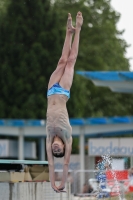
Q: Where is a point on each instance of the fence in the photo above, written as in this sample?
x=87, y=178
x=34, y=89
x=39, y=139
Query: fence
x=32, y=191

━━━━━━━━━━━━━━━━━━━━

= Assignment =
Set the listing down exactly, without its pictures.

= Exercise response =
Q: Where is a point on each instance of the fence in the photo above, written as in this sample?
x=87, y=178
x=34, y=89
x=39, y=139
Query: fence
x=32, y=191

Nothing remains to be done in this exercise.